- [What is needed]: List each line of the data below that contains the word "every".

(Region segmentation data)
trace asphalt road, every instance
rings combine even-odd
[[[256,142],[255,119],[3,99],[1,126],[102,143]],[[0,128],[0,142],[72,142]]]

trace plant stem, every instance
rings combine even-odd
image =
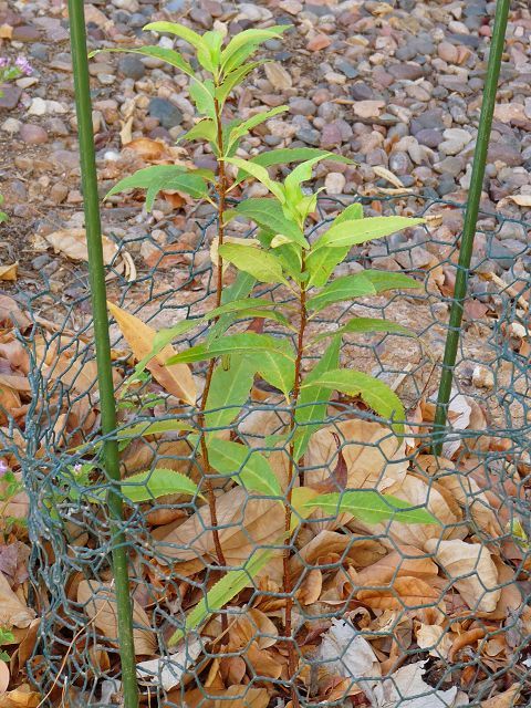
[[[302,256],[302,270],[304,271],[304,254]],[[295,410],[296,404],[299,402],[299,394],[301,392],[301,381],[302,381],[302,355],[304,351],[304,331],[306,329],[308,323],[308,312],[306,312],[306,288],[305,284],[301,284],[300,291],[300,325],[299,325],[299,337],[296,342],[296,357],[295,357],[295,381],[293,385],[293,409],[291,414],[291,423],[290,423],[290,431],[293,434],[295,429]],[[292,642],[292,624],[291,624],[291,612],[293,610],[293,595],[292,595],[292,585],[290,577],[290,556],[291,556],[291,497],[292,497],[292,485],[293,477],[295,471],[295,461],[293,459],[295,454],[295,444],[292,441],[290,444],[290,464],[288,469],[288,489],[285,492],[285,504],[284,504],[284,554],[283,554],[283,592],[287,596],[285,598],[285,612],[284,612],[284,637],[289,639],[288,644],[288,663],[289,663],[289,677],[291,681],[291,700],[293,702],[293,708],[299,708],[299,696],[296,693],[296,687],[293,679],[293,676],[296,671],[296,655],[295,648]]]
[[[102,433],[105,436],[103,461],[111,480],[108,492],[111,549],[116,586],[116,613],[124,706],[137,708],[135,645],[133,641],[133,603],[131,600],[127,539],[124,532],[118,445],[116,441],[116,404],[114,399],[111,342],[106,306],[105,268],[103,263],[100,198],[97,194],[94,134],[92,129],[91,86],[86,52],[83,0],[69,0],[69,18],[74,66],[75,106],[80,133],[80,160],[84,196],[88,277],[91,283],[94,340],[102,412]]]
[[[219,157],[222,157],[223,137],[222,137],[222,126],[221,126],[221,111],[219,107],[218,100],[216,98],[215,101],[216,101],[216,117],[217,117],[217,124],[218,124],[217,144],[218,144]],[[218,159],[218,169],[219,169],[219,175],[218,175],[218,183],[216,185],[216,190],[218,192],[218,248],[219,248],[223,242],[223,236],[225,236],[223,219],[225,219],[225,201],[226,201],[226,195],[227,195],[227,175],[225,171],[225,162],[222,159]],[[221,261],[221,257],[218,254],[218,282],[216,285],[216,308],[219,308],[219,305],[221,304],[221,294],[223,289],[222,267],[223,264]],[[215,320],[215,322],[216,321],[217,319]],[[198,415],[198,423],[199,423],[199,427],[201,428],[200,447],[201,447],[201,456],[202,456],[202,465],[204,465],[204,475],[210,475],[212,472],[212,468],[208,459],[208,448],[207,448],[207,441],[205,438],[205,431],[202,430],[202,428],[205,427],[205,408],[207,405],[208,393],[210,391],[210,384],[212,383],[215,365],[216,365],[216,361],[211,358],[208,364],[207,377],[205,381],[205,391],[202,392],[201,403],[199,406],[199,415]],[[207,492],[208,508],[210,511],[210,523],[212,527],[212,539],[214,539],[214,546],[216,549],[216,555],[218,559],[218,563],[221,566],[223,566],[223,569],[227,569],[227,561],[225,560],[223,549],[221,548],[221,542],[219,540],[218,513],[216,509],[216,494],[214,493],[214,487],[210,479],[206,478],[204,481],[205,481],[205,488]],[[227,631],[227,626],[228,626],[227,615],[222,614],[221,615],[222,632]]]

- [Solution to this task]:
trace asphalt road, every instance
trace plant stem, every instance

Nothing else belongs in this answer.